Exercise instructions> Print the stretch from the line containing "Target: kart driver" through the end of the records below, reproducing each line verbatim and including both ends.

Record list>
==========

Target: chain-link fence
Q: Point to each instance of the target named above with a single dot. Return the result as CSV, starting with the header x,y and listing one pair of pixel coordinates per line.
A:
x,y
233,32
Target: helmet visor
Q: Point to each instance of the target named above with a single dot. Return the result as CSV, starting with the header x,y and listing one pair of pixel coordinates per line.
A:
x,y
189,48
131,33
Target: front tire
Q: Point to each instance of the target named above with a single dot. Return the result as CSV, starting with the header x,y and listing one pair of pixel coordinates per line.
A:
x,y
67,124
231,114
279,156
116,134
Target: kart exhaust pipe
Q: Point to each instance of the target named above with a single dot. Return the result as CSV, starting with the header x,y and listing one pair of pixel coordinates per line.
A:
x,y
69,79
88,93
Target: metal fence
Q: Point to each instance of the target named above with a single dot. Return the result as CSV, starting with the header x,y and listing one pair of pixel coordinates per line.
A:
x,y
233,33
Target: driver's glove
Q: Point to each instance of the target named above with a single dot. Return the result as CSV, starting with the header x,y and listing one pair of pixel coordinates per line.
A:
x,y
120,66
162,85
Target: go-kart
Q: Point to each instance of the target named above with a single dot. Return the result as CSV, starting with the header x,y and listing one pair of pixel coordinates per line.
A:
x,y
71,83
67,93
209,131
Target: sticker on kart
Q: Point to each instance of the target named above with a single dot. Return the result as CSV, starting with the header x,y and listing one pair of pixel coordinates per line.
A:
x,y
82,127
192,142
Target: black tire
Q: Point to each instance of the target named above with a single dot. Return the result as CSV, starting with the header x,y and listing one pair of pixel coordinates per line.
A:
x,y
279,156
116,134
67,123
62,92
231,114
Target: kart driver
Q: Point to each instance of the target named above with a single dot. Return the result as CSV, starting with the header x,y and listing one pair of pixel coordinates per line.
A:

==========

Written solution>
Target: kart driver
Q: Point to each instance of the target named above with a single dot. Return the result as CSV, starting with the header x,y and listing one pair of pixel coordinates per line.
A:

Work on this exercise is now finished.